__TO DO__
Render the entries from the line with "Examine the photograph above for the presence of any dark" to the line with "20;108;67;203" as a Markdown table with the columns Row and Line, numbering each line and skipping blank ones.

__RECORDS SHOWN__
## START
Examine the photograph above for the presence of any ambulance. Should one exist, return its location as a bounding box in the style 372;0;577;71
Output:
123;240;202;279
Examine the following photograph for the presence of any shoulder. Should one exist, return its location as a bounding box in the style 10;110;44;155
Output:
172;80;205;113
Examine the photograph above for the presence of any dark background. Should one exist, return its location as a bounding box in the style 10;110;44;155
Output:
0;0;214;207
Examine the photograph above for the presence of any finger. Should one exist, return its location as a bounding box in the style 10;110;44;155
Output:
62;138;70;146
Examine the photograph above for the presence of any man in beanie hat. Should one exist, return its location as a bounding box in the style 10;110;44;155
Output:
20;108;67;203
## END
## START
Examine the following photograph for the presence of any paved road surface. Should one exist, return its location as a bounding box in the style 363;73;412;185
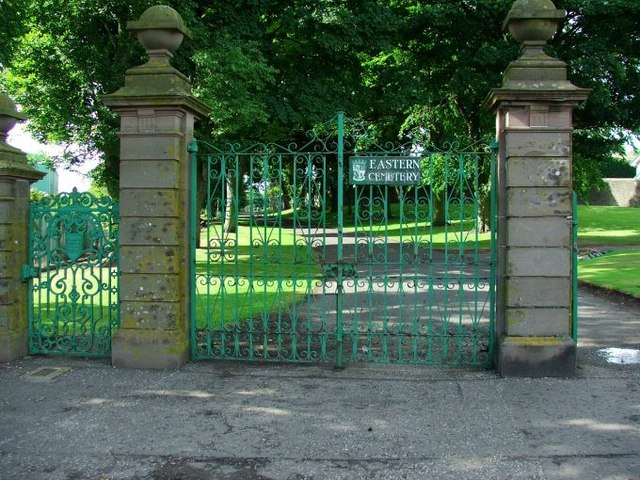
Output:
## END
__FINAL RESULT__
| Row | Line |
|---|---|
| 1 | Examine the photograph above for the presence of any dark background. Should one exist, return its location as a bounding box in the style 10;110;44;155 |
| 2 | Output: |
| 3 | 0;0;214;207 |
| 4 | Examine the photograph above for the presence of any finger. Should one exist, return its location as a bounding box in the style 10;110;44;155 |
| 5 | Output: |
| 6 | 62;138;70;146 |
| 7 | Examine the photograph above for the presence of any man in beanie hat. Should one exist, return its location as a bounding box in the style 10;110;44;155 |
| 8 | Output: |
| 9 | 20;108;67;203 |